--- START Available records ---
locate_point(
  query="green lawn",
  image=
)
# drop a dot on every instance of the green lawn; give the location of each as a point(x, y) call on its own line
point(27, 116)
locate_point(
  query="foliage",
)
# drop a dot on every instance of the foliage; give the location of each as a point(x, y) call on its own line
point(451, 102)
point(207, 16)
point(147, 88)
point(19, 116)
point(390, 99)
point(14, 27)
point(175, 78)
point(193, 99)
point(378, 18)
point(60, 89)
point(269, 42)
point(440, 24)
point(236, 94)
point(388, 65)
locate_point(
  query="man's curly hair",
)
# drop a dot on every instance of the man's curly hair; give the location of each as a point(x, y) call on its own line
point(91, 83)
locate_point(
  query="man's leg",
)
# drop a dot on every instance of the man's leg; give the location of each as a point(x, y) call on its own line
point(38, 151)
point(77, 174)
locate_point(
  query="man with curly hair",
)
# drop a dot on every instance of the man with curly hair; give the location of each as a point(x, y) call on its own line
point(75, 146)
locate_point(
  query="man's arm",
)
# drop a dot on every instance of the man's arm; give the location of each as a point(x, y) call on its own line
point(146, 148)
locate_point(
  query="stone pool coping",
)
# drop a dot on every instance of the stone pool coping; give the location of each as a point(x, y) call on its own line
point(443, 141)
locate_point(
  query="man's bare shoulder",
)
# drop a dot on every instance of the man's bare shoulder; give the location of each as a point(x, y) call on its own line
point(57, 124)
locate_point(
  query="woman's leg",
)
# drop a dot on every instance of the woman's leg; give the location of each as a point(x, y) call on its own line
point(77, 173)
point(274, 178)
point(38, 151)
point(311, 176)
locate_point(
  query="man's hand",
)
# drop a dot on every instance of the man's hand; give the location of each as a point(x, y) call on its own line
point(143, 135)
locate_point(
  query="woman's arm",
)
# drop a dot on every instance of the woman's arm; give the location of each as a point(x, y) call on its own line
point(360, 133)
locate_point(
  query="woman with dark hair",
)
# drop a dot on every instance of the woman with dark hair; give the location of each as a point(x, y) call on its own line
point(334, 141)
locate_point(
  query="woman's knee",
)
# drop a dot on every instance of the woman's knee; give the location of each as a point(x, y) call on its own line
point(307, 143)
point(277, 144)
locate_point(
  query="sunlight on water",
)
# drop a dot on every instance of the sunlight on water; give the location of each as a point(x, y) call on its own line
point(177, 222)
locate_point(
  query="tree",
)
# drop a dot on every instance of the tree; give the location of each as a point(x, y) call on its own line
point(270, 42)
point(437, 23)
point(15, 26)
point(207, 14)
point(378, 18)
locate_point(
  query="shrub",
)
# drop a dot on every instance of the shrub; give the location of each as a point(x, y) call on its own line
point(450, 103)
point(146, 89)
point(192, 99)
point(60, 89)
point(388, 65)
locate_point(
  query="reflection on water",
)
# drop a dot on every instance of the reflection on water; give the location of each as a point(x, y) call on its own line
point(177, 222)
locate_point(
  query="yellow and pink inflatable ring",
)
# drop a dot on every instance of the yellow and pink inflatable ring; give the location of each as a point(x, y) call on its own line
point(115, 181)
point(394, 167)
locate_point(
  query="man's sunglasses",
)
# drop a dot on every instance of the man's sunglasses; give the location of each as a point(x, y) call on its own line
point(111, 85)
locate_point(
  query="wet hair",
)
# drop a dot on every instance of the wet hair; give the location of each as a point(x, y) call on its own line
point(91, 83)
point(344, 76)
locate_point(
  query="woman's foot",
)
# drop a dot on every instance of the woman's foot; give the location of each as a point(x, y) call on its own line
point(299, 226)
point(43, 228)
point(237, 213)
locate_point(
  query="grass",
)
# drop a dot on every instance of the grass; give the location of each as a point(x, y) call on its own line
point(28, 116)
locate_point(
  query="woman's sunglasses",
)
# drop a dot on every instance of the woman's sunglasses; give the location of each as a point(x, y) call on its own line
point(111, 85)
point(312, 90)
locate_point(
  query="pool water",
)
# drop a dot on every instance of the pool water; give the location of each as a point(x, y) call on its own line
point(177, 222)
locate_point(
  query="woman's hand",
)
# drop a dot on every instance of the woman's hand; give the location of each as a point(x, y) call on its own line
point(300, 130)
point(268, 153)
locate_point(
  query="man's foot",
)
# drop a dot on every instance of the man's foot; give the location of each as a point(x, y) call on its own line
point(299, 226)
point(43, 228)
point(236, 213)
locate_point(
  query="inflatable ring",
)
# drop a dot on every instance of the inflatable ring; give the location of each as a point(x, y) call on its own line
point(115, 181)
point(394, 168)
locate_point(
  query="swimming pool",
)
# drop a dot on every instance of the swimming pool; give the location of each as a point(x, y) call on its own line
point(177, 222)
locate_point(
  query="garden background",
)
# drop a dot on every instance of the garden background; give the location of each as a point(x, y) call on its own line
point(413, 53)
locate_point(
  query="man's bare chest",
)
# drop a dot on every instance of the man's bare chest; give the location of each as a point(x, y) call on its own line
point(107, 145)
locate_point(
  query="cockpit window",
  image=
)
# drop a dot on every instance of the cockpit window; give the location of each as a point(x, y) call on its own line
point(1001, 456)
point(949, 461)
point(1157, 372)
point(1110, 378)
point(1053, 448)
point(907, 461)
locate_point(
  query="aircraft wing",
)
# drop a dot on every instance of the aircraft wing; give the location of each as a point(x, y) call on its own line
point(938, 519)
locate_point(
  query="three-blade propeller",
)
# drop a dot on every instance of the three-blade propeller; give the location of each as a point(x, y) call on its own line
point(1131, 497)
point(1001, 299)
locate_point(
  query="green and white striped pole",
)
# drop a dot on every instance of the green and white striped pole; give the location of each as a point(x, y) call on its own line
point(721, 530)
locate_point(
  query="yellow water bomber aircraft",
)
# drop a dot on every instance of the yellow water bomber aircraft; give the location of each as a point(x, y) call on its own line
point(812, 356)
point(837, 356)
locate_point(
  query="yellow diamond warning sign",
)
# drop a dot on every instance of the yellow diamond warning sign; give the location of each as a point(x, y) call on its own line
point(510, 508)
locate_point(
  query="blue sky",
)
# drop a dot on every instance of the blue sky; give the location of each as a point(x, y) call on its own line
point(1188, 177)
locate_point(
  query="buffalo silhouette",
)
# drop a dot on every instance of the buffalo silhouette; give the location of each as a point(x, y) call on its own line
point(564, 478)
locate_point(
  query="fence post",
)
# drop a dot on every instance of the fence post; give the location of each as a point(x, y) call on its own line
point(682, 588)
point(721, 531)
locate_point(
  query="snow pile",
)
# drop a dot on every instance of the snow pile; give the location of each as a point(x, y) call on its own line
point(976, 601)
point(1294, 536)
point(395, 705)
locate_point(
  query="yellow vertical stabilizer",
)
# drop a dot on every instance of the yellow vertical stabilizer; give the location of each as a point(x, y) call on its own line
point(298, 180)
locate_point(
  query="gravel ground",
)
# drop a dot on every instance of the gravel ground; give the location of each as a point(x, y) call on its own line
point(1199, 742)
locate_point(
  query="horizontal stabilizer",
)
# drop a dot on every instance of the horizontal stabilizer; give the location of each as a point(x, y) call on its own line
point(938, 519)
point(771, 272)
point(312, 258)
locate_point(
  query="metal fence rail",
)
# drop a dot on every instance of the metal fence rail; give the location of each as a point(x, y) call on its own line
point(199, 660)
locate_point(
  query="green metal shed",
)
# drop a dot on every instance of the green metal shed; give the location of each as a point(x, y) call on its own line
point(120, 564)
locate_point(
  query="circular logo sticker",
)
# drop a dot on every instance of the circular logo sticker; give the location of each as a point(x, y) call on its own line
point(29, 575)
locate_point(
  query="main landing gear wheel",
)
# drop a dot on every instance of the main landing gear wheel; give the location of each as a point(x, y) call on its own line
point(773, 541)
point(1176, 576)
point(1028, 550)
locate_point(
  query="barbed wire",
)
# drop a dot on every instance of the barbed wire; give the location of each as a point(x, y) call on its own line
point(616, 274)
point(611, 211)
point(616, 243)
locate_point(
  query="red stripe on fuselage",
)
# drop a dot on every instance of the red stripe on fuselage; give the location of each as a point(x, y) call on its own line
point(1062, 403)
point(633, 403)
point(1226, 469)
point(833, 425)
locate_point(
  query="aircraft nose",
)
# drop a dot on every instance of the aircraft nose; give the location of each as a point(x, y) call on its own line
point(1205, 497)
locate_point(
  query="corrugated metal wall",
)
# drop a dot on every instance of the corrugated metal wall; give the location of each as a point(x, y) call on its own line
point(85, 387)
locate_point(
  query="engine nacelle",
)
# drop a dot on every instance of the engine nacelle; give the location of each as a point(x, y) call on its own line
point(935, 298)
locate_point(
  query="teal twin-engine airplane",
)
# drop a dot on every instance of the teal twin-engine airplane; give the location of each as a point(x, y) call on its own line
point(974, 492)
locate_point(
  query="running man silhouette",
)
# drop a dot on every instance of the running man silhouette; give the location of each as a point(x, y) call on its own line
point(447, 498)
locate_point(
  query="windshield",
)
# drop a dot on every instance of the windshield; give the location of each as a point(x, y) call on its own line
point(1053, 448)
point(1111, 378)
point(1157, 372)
--- END Available records ---
What you are asked to do: Pull out every line in the entries above that contains the string "sunglasses", matching case exactly.

Output for this task:
  query="man's sunglasses",
# drop a dot on every instance of the man's sunglasses; give the location of each as a point(x, y) call on its own line
  query="woman's sunglasses",
# drop a dot on every instance of the woman's sunglasses; give the location of each as a point(x, y) call on its own line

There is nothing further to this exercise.